The Navy's design for an expanded Bethesda Navy Hospital was a monumental missed opportunity for transportation planning. If the Environmental Impact Statement is taken at face value, transit usage at the facility will be sharply reduced while auto commuting will increase.

Ignoring the legal requirement to study alternatives with reduced environmental impacts, the Navy studied two alternatives that both add 1800 heavily subsidized parking spaces, far more than the 2200 new employees (many working weekends and shifts) and new hospital visitors will need. The Navy refused to analyze a no-added-parking alternative proposed by ACT and endorsed by the Bethesda-Chevy Chase Chamber of Commerce. This ignored the basic purpose of an EIS, which is to look at alternatives with less environmental impact.

According to the EIS (Appendix C, page 50), if new employees generate commuting and visitor trips at the same rate as existing Bethesda Naval employees, the proposed 2200 new employees would put 418 cars on the road during the most congested 60 minutes of the evening rush hour. The ACT proposal would have further reduced this number by clustering buildings near Metro and making transit more accessible. But the EIS projected 921 auto trips during that hour - more than double the number generated by an equal number of current employees.

WHAT NEEDS TO BE DONE: How would you continue the text on the Bethesda Navy Hospital expansion from where it ends? The records below have no connection to the text about the Bethesda Navy Hospital expansion.

DATA EXTRACTS:
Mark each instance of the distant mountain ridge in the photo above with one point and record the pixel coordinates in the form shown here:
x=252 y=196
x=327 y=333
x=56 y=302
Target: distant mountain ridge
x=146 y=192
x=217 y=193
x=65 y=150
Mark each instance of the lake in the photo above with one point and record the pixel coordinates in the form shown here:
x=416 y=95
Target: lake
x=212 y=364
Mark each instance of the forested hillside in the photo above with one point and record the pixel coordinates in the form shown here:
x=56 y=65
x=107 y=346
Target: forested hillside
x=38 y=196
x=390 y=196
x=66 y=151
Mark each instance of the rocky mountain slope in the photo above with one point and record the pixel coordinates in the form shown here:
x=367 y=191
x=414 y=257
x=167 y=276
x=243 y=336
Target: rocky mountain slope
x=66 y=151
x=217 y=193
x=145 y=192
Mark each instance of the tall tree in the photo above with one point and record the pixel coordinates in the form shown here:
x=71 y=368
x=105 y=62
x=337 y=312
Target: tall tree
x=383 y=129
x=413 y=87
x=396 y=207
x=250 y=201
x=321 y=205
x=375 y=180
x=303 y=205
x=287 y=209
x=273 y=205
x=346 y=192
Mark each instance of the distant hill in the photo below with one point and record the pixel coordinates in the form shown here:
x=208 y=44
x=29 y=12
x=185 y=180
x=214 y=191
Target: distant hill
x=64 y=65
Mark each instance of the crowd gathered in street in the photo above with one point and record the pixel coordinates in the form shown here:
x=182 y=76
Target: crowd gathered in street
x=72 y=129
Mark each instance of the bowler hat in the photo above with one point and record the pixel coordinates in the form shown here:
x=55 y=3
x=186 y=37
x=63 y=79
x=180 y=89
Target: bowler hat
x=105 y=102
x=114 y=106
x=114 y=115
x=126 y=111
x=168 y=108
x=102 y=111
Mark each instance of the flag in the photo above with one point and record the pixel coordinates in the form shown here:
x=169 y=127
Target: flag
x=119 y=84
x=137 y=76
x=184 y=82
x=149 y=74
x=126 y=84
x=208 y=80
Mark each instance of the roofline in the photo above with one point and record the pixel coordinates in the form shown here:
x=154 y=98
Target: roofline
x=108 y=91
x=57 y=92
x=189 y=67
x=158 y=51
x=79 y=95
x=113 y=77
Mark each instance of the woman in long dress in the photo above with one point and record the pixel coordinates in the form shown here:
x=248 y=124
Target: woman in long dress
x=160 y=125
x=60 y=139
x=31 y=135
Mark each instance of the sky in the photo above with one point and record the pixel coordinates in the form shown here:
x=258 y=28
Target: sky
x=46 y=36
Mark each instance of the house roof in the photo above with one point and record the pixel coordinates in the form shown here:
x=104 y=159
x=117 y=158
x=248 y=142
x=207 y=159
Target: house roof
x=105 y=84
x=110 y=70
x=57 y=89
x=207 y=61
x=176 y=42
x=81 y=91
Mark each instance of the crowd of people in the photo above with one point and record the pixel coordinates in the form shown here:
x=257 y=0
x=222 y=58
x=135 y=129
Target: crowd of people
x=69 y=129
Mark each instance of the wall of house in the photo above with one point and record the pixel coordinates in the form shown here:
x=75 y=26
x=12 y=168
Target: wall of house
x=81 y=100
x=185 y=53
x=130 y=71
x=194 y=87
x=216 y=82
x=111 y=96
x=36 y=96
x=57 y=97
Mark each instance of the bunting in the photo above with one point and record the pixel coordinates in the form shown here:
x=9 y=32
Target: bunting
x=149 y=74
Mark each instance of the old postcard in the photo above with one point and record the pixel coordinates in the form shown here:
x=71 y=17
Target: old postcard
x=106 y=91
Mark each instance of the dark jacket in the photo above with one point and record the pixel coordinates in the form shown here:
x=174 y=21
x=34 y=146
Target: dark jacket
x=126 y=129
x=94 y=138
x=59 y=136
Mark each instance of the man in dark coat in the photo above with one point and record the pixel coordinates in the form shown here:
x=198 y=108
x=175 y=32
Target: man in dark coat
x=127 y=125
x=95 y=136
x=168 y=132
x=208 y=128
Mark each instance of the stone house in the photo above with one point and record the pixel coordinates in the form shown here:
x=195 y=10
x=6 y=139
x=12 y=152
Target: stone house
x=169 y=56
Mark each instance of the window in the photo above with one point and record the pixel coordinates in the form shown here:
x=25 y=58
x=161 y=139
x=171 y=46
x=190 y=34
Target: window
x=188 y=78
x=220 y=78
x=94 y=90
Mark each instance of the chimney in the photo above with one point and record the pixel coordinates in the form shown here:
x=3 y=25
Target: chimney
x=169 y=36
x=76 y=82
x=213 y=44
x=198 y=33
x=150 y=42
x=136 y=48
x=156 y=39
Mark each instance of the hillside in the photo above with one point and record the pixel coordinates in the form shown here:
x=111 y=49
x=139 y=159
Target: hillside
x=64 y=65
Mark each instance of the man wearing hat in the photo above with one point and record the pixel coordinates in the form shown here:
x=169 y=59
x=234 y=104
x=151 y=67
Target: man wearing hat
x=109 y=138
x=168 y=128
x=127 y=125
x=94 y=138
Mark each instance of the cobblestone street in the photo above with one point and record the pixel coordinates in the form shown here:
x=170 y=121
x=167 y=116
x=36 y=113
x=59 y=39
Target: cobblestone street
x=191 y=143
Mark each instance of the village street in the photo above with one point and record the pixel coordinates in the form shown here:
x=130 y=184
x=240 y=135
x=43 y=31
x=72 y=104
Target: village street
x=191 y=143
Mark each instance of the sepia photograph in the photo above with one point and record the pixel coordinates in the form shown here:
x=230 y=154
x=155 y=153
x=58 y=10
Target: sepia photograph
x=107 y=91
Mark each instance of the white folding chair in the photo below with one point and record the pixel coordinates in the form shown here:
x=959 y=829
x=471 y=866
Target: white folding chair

EXPECTED OUTPUT:
With hospital construction now well under way, Rep. Van Hollen and Sens. Cardin and Mikulski have won federal funding for transportation. While most of this money was for road widenings, a considerable portion was intended to improve access to the Medical Center Metro station. Metro staff studied five options, including a new elevator entrance to the Metro station. But the Montgomery County Dept. of Transportation is trying to divert that money into a road-building project. After one plan for a four-lane underpass beneath Rockville Pike was exposed by ACT, MCDOT came up with a second underpass plan that is only slightly less objectionable.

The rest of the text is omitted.